- **RECORDS SHOWN**:
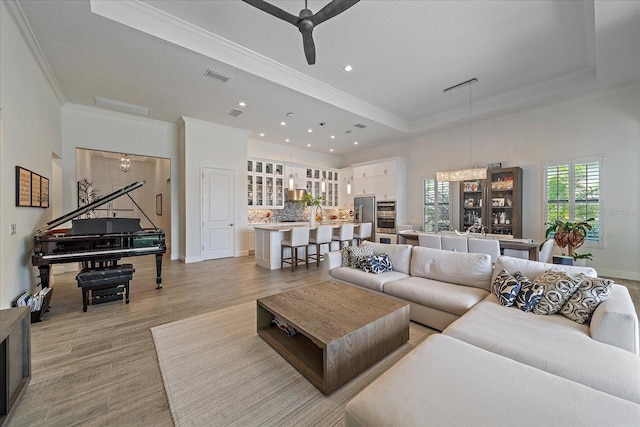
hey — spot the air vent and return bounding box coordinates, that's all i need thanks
[228,109,244,117]
[204,68,232,82]
[354,123,367,129]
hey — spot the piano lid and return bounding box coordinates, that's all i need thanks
[36,181,145,234]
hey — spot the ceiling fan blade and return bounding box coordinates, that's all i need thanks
[310,0,360,26]
[242,0,300,26]
[300,26,316,65]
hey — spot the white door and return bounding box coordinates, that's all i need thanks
[202,167,235,260]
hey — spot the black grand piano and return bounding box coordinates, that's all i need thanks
[32,181,166,289]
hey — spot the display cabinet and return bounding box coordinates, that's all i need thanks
[305,167,339,207]
[459,167,523,237]
[248,158,284,208]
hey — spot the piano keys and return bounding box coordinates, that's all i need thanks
[32,181,166,289]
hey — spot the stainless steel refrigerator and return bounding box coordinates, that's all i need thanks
[354,196,376,242]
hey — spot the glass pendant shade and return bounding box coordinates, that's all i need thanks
[288,174,294,191]
[436,167,487,182]
[120,154,131,172]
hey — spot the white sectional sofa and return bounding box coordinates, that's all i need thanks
[323,242,640,426]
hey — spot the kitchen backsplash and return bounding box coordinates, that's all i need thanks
[248,202,352,223]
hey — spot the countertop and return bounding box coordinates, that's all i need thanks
[253,221,358,231]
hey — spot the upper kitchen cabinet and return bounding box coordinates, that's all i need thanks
[248,158,284,209]
[305,167,339,207]
[352,158,407,201]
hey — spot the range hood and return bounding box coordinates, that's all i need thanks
[285,189,307,201]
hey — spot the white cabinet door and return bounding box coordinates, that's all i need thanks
[375,160,397,176]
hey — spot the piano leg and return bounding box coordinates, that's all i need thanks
[39,266,51,288]
[155,253,163,289]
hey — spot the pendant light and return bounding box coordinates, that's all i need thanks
[120,154,132,173]
[436,78,487,182]
[288,139,295,190]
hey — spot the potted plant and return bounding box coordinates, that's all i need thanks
[302,194,323,226]
[545,218,594,263]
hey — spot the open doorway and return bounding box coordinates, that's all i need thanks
[75,148,171,252]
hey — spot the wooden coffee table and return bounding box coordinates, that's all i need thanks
[257,281,410,394]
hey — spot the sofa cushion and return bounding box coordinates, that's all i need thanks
[410,246,493,291]
[514,271,545,312]
[492,255,597,284]
[383,277,489,317]
[532,269,583,315]
[345,334,640,427]
[330,266,409,292]
[362,242,412,274]
[492,269,521,307]
[443,294,640,404]
[561,276,614,324]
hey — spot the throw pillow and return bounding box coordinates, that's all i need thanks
[342,245,374,268]
[514,271,545,312]
[491,269,521,307]
[532,269,582,315]
[560,276,614,324]
[364,254,393,274]
[347,245,375,268]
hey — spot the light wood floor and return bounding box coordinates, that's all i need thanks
[9,255,640,426]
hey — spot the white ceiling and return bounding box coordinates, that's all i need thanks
[12,0,640,156]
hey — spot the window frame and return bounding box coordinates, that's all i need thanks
[543,155,604,249]
[424,178,451,232]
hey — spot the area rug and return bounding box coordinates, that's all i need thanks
[151,301,435,426]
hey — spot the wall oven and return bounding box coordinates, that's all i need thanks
[376,200,396,234]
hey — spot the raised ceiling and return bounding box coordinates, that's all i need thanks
[10,0,640,155]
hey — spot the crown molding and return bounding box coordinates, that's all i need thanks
[3,0,66,105]
[65,103,178,128]
[89,0,409,133]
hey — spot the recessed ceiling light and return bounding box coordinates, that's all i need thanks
[238,101,246,107]
[344,65,353,72]
[353,141,358,145]
[330,148,334,152]
[307,129,313,133]
[280,121,286,126]
[286,112,295,117]
[285,138,290,142]
[259,133,265,137]
[330,135,335,139]
[306,144,311,147]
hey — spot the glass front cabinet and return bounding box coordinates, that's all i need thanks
[248,158,284,208]
[459,167,522,237]
[305,168,339,207]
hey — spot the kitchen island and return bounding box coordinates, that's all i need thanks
[253,222,357,270]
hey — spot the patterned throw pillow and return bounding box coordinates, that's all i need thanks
[491,269,521,307]
[361,254,393,274]
[560,276,614,324]
[342,245,374,268]
[514,271,545,312]
[532,269,582,315]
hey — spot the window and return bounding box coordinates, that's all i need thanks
[545,156,601,243]
[424,179,450,232]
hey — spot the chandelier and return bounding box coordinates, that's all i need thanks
[120,154,132,173]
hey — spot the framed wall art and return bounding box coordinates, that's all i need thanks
[31,172,41,207]
[15,166,32,207]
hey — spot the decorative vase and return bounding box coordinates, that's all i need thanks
[309,207,316,227]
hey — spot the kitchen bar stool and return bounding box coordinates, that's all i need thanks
[353,222,372,245]
[308,225,333,267]
[281,226,310,272]
[331,223,355,250]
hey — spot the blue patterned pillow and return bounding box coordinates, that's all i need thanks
[492,269,521,307]
[361,254,393,274]
[514,271,545,312]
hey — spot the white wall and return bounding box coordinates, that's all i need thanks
[0,3,63,308]
[180,117,249,262]
[248,138,342,169]
[62,105,180,259]
[348,86,640,280]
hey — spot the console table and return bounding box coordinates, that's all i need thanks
[0,306,30,426]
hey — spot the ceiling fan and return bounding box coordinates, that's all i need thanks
[242,0,360,65]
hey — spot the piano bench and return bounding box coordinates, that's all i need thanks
[76,264,135,312]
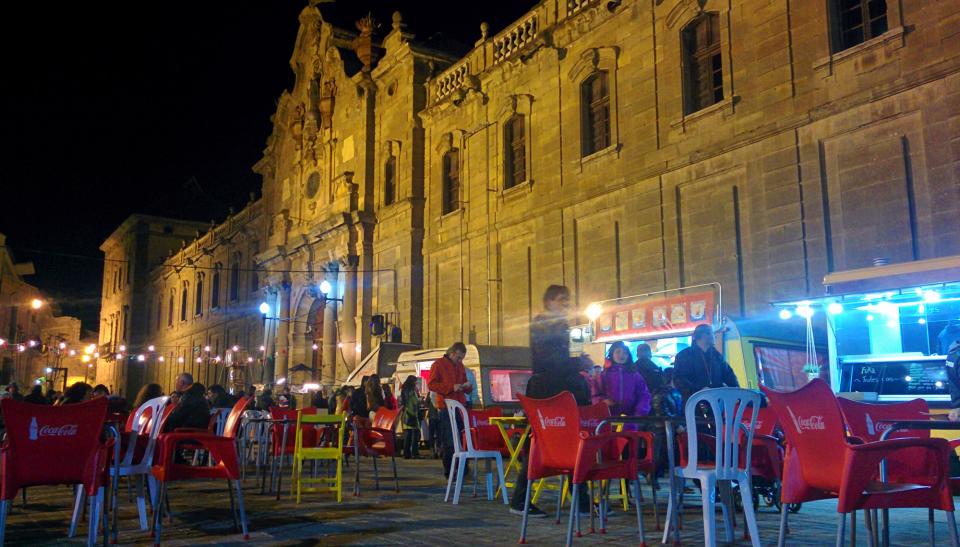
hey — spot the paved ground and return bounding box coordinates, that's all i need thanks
[3,455,954,546]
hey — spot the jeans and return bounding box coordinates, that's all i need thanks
[438,408,463,476]
[403,427,420,458]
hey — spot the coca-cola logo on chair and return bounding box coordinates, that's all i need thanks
[29,417,79,441]
[536,410,567,429]
[785,406,825,433]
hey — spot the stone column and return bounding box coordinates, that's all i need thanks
[275,282,292,382]
[341,257,359,374]
[321,269,338,386]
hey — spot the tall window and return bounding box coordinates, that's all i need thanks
[581,72,611,156]
[180,283,188,322]
[249,244,259,292]
[229,253,241,302]
[155,295,162,332]
[682,14,723,115]
[504,115,526,189]
[384,156,396,206]
[211,265,221,309]
[442,149,460,215]
[121,305,129,341]
[167,292,174,327]
[831,0,887,52]
[194,274,204,316]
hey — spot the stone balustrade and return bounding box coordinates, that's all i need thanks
[492,14,539,64]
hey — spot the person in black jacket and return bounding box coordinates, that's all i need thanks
[163,373,211,432]
[672,324,739,402]
[635,343,665,393]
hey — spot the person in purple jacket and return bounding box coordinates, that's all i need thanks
[601,341,652,419]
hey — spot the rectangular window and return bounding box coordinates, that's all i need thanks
[122,305,129,341]
[504,115,526,189]
[683,14,723,114]
[211,270,221,308]
[832,0,887,52]
[168,294,174,327]
[581,72,611,156]
[195,276,204,316]
[442,149,460,215]
[384,156,396,206]
[230,257,241,302]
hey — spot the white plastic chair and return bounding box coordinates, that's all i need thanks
[663,388,761,547]
[69,396,169,536]
[443,399,509,505]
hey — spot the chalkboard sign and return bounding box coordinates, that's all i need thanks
[842,358,949,397]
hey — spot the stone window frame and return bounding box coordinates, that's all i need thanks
[497,94,534,194]
[229,251,242,302]
[248,243,259,293]
[681,12,724,116]
[669,9,738,133]
[435,131,466,219]
[167,289,175,328]
[567,47,622,168]
[210,263,222,309]
[382,140,401,208]
[179,281,189,323]
[194,272,205,317]
[813,1,904,78]
[827,0,889,54]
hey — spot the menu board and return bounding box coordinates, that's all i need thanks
[842,358,949,397]
[591,285,719,343]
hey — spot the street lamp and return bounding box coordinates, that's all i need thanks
[30,298,43,310]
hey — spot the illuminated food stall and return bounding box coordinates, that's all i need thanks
[773,256,960,406]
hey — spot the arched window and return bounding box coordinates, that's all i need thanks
[210,265,221,309]
[180,283,189,322]
[682,13,723,115]
[581,72,610,156]
[504,114,526,189]
[229,252,241,302]
[167,291,175,327]
[249,243,259,293]
[384,156,396,206]
[194,273,204,316]
[830,0,887,52]
[155,294,162,331]
[442,149,460,215]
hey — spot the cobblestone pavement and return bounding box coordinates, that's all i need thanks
[3,456,954,546]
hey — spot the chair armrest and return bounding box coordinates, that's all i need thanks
[156,432,236,466]
[573,432,638,483]
[846,435,867,445]
[949,438,960,450]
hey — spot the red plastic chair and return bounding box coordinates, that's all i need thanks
[150,395,254,544]
[0,397,113,546]
[517,392,645,546]
[467,406,509,456]
[762,380,956,547]
[355,406,400,492]
[268,406,318,498]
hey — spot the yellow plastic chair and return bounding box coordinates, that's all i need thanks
[292,412,347,503]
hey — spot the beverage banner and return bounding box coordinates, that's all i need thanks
[590,285,719,343]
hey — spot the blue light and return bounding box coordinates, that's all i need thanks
[258,302,270,315]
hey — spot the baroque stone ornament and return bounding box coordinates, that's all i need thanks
[319,80,336,130]
[353,14,377,72]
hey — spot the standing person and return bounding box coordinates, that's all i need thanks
[399,375,421,459]
[351,377,370,417]
[510,285,591,517]
[383,384,397,411]
[163,373,211,432]
[635,343,665,393]
[672,324,739,402]
[258,386,275,411]
[23,384,47,404]
[601,341,652,418]
[579,356,604,405]
[427,342,471,478]
[132,383,164,410]
[279,385,297,410]
[5,383,23,401]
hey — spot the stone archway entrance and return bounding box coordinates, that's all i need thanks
[290,293,325,383]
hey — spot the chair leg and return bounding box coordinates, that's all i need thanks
[69,484,84,538]
[86,488,99,547]
[777,492,789,547]
[445,454,457,502]
[453,455,467,505]
[135,474,149,531]
[718,480,734,543]
[392,455,399,493]
[473,457,479,497]
[835,512,846,547]
[662,476,676,545]
[234,479,250,540]
[634,480,647,547]
[566,482,579,547]
[738,478,761,547]
[700,475,717,547]
[227,480,239,532]
[153,482,166,545]
[495,455,508,505]
[864,509,876,547]
[946,510,959,547]
[930,508,936,547]
[373,455,381,490]
[588,482,596,534]
[275,454,285,501]
[519,480,533,544]
[649,473,660,532]
[0,499,8,545]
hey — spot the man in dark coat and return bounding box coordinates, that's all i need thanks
[672,324,739,402]
[163,373,211,432]
[635,342,664,393]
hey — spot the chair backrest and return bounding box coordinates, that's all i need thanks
[578,402,612,434]
[296,413,347,452]
[210,407,232,435]
[155,402,177,432]
[739,406,779,437]
[761,379,847,493]
[1,397,108,500]
[467,406,505,451]
[372,406,399,431]
[123,396,169,468]
[518,392,581,471]
[222,396,254,439]
[445,399,470,453]
[837,397,930,442]
[683,388,760,479]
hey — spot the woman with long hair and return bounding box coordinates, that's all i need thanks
[600,341,651,418]
[132,383,164,410]
[399,375,421,458]
[365,374,385,417]
[56,382,93,405]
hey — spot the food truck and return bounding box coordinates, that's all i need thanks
[772,256,960,408]
[343,342,421,386]
[583,284,826,390]
[391,345,532,409]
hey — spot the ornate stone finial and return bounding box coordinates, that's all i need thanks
[353,14,377,72]
[480,21,489,41]
[392,11,403,32]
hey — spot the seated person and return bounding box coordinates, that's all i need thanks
[163,373,210,432]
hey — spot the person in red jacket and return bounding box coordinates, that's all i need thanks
[427,341,471,477]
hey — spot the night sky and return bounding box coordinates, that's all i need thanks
[0,1,536,332]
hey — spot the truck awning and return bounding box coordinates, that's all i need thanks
[824,256,960,296]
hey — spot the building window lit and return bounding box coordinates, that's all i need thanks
[442,148,460,215]
[830,0,887,52]
[384,155,396,206]
[504,114,526,189]
[682,13,723,115]
[581,71,610,156]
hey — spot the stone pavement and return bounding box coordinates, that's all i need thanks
[3,456,953,546]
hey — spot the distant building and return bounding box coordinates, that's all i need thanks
[99,0,960,394]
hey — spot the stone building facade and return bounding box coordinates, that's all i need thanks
[99,0,960,394]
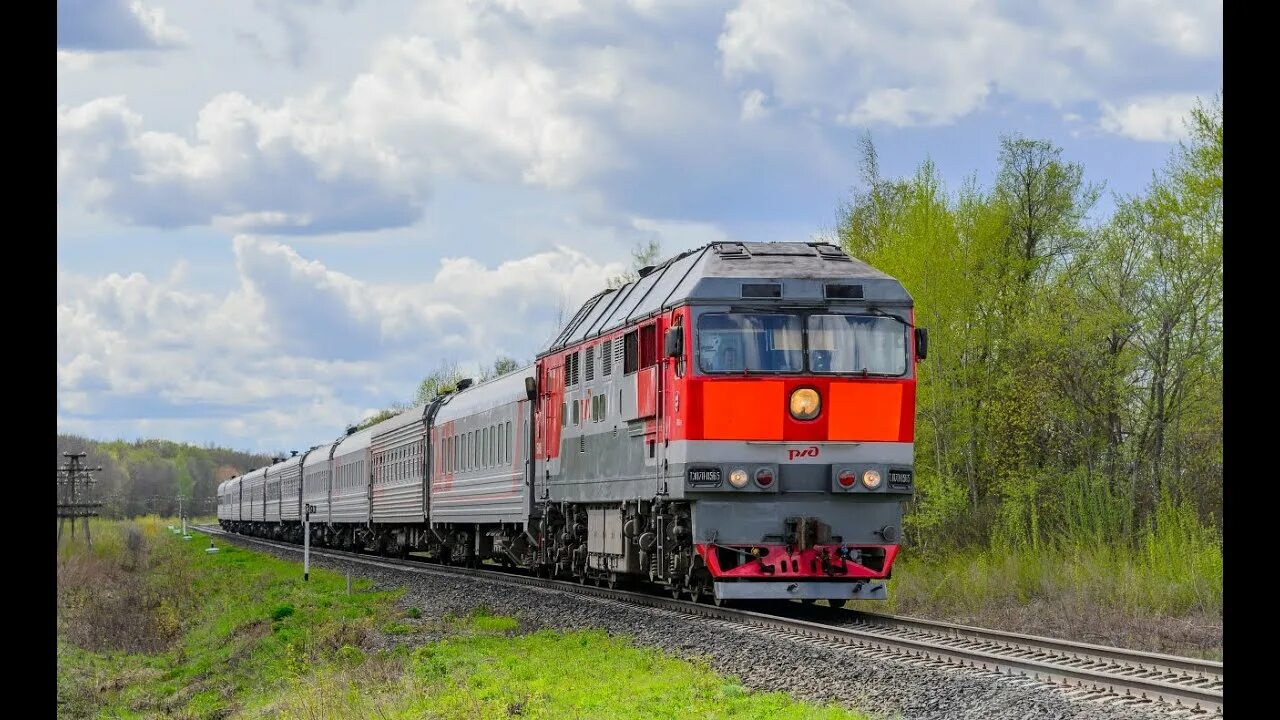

- **WHAT YOU SHOULD DO**:
The answer must be an exact copy of the lines from the one that holds "hey — spot the building" through the end of the data, both included, with no pictures.

- **EXERCISE OUTPUT**:
hey — spot the building window lit and return bounding box coordinates, that's all i need thanks
[442,148,460,215]
[830,0,887,52]
[384,155,396,206]
[504,114,526,189]
[682,13,723,115]
[581,71,610,156]
hey — spot the stone pavement and return bounding box coordinates, that's all i need thanks
[3,456,953,546]
hey — spot the distant building and return bounding box coordinates, that's all i need thanks
[99,0,960,394]
hey — spot the stone building facade and return bounding box coordinates, that's all i need thanks
[99,0,960,394]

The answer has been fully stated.